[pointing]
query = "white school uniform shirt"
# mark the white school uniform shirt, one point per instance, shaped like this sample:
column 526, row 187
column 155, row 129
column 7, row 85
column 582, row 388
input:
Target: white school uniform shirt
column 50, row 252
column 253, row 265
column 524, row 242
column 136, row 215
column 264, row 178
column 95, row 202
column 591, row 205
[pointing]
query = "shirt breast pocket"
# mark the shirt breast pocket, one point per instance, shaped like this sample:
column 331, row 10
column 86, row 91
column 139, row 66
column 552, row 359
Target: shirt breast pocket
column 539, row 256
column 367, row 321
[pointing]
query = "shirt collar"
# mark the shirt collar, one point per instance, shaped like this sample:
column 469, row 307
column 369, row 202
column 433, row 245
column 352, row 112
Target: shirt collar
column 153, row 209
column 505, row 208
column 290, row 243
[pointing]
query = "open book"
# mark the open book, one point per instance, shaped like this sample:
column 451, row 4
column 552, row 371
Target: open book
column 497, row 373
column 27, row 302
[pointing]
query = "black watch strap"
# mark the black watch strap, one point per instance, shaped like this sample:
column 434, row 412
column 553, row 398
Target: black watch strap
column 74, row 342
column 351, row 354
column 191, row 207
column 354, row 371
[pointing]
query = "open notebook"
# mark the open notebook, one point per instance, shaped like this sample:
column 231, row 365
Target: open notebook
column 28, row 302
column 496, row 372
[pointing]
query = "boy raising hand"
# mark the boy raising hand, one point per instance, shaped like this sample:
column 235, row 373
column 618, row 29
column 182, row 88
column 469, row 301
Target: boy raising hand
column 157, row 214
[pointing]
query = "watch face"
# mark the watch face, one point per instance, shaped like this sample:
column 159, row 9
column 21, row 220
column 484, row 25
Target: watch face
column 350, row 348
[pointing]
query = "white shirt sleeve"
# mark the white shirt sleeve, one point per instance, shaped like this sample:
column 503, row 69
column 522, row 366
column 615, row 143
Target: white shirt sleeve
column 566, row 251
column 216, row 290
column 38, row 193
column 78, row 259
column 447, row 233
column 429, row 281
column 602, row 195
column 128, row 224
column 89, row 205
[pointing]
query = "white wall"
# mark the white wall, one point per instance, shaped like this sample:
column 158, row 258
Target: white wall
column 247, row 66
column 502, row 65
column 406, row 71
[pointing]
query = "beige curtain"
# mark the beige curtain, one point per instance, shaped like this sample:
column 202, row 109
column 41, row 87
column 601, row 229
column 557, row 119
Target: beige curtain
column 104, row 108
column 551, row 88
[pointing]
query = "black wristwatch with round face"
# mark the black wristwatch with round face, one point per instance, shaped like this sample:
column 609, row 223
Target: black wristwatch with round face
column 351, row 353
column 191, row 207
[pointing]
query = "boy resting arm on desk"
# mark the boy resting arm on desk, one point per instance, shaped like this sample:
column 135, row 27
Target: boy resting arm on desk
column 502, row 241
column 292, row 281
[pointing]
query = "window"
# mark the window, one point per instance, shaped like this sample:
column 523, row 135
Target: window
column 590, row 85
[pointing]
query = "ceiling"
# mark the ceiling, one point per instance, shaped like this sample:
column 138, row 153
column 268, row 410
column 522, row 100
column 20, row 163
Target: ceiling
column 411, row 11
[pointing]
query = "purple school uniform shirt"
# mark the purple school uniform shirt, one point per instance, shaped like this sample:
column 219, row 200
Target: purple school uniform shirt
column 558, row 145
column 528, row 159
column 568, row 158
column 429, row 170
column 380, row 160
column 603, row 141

#####

- _OBJECTIVE_
Rewrite the rows from the start through the line with "column 27, row 302", substituting "uniform collar" for each occurrence of "shirt collar" and leaving everything else unchanged.

- _CORRECT RESULT_
[pointing]
query = "white school uniform shirt"
# mark the white school uniform shirt, one point per instance, shaped like this sample:
column 526, row 187
column 155, row 129
column 7, row 85
column 582, row 388
input:
Target: white school uniform shirt
column 50, row 252
column 253, row 265
column 524, row 242
column 136, row 215
column 264, row 178
column 95, row 202
column 591, row 205
[pointing]
query = "shirt breast pocket"
# mark the shirt breast pocket, one point per instance, shaped like this sample:
column 331, row 10
column 86, row 91
column 139, row 66
column 552, row 359
Target: shirt breast pocket
column 539, row 256
column 367, row 321
[pointing]
query = "uniform collar"
# mark the uniform collar, one point per instance, shaped like this sample:
column 469, row 307
column 369, row 202
column 433, row 245
column 352, row 112
Target: uniform collar
column 153, row 209
column 505, row 208
column 290, row 243
[pointing]
query = "open book"
# mark the open book, one point per instance, shaped like this sample:
column 451, row 4
column 552, row 371
Target: open book
column 497, row 373
column 27, row 302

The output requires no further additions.